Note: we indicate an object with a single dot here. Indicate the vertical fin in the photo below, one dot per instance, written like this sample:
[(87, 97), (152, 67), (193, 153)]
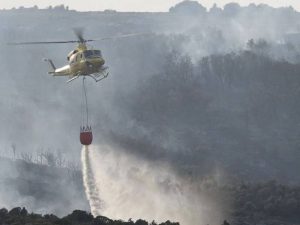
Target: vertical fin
[(50, 63)]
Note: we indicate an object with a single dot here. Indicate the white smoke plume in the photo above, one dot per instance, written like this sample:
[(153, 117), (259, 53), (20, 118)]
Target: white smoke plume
[(130, 187), (91, 189)]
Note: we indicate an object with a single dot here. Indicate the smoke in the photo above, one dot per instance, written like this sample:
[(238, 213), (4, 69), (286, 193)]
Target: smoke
[(91, 189), (131, 187)]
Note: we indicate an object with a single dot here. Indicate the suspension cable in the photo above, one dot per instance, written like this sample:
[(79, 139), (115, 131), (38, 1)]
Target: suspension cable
[(86, 101)]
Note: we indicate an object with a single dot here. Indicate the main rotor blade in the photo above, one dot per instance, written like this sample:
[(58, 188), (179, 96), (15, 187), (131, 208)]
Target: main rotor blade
[(79, 33), (41, 42), (119, 36)]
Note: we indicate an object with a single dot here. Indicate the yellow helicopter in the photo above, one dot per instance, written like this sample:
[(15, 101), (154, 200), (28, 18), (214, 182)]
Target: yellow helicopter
[(82, 61)]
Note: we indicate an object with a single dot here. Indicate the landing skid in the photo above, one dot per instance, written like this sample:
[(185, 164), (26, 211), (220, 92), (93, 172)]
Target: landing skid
[(96, 76)]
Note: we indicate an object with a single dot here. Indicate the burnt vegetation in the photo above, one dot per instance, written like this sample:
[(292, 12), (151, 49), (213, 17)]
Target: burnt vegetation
[(20, 216)]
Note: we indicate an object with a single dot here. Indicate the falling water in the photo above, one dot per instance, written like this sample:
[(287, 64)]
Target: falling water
[(89, 182)]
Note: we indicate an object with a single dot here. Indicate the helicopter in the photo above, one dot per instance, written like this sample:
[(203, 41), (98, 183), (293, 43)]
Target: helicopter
[(82, 61)]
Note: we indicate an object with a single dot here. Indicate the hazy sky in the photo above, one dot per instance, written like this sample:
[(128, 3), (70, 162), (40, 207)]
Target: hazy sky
[(134, 5)]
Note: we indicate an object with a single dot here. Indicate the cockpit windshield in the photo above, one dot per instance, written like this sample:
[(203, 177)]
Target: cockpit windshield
[(92, 53)]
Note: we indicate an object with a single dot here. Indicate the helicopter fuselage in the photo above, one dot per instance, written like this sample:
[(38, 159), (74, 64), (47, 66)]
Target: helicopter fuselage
[(82, 62)]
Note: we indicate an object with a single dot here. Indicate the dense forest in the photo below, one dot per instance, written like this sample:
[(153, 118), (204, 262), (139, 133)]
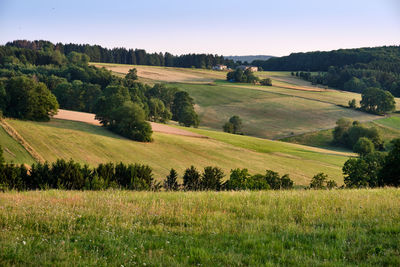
===============
Copy every one of the records above word for word, omitting the pictures.

Note: we indicate an object with a single dot here. Indicate the vertical fin in the photo below, one dot per instance, written like this sample:
[(87, 97), (152, 67), (193, 153)]
Target: vertical fin
[(50, 63)]
Note: we indicate an object with a single dot here. Indicate the white smoke plume in the photo above, one dot per instance, written like this sample:
[(153, 117), (259, 53), (20, 118)]
Target: white smoke plume
[(130, 187), (91, 189)]
Note: we indicate an object with a single dot here. Indicate the smoke in the photo above, one dot per instance, written like this sample:
[(238, 213), (4, 69), (286, 193)]
Target: smoke
[(91, 189), (131, 187)]
Note: we indicate an object with a single dot here. Indicate the suspension cable in the photo above, one dot per instance, written like this sample:
[(79, 139), (115, 131), (38, 1)]
Target: suspension cable
[(86, 101)]
Note: we indicate an object with a single dot here. Indicate the main rotor blade in the photo above, one dot per instance, written like this sample:
[(58, 188), (179, 96), (15, 187), (131, 208)]
Target: main rotor blade
[(79, 33), (41, 42), (119, 36)]
Note: we indicate an object with a single dot here. Indicate the yellow helicopter in the photo above, one dot per instance, written like this sample:
[(15, 101), (154, 200), (28, 18), (214, 182)]
Target: yellow helicopter
[(82, 61)]
Note: we indicate an object with a single dot here. Indicate the landing skid in the photo above, one dot per instance, written like this sample:
[(185, 164), (26, 211), (220, 92), (93, 172)]
Target: landing skid
[(96, 76)]
Note: we indicate an object with a single dot here. Indicate the burnt vegetation in the photo above, one dot per instance, written like this sample:
[(292, 12), (151, 49), (213, 17)]
Target: burnt vegetation
[(20, 216)]
Note: we indicate an object with a single dot here. Indicate the falling water in the photo above, one dot per instance, written like this sample:
[(287, 64)]
Target: falling water
[(89, 182)]
Note: we indicate an object with a single dot here. Indicate the helicopter in the photo above, one dot per instance, written like this sample:
[(203, 41), (98, 183), (293, 43)]
Target: helicopter
[(82, 61)]
Note: we indicate an object with a single dot here. Indicate the hazy sky in the photo above, one dot per instance, written like this sample:
[(128, 3), (70, 162), (40, 207)]
Target: hazy sky
[(134, 5)]
Note: we indicate an object with a single dot here. Indicate the cockpit windshield in the photo above, one dot per instance, written like this sample:
[(203, 177)]
Target: cockpit windshield
[(92, 53)]
Note: we indicate an object with a single dot here. Indicate the helicopter fuselage in the photo above, one dot per instance, written like this sample:
[(38, 159), (74, 64), (47, 66)]
Target: helicopter fuselage
[(82, 62)]
Note: we indicate an object with a single dot here. Indicate the dense forest in the photo below, one dot per instance, written like this sample:
[(153, 118), (204, 262), (139, 133)]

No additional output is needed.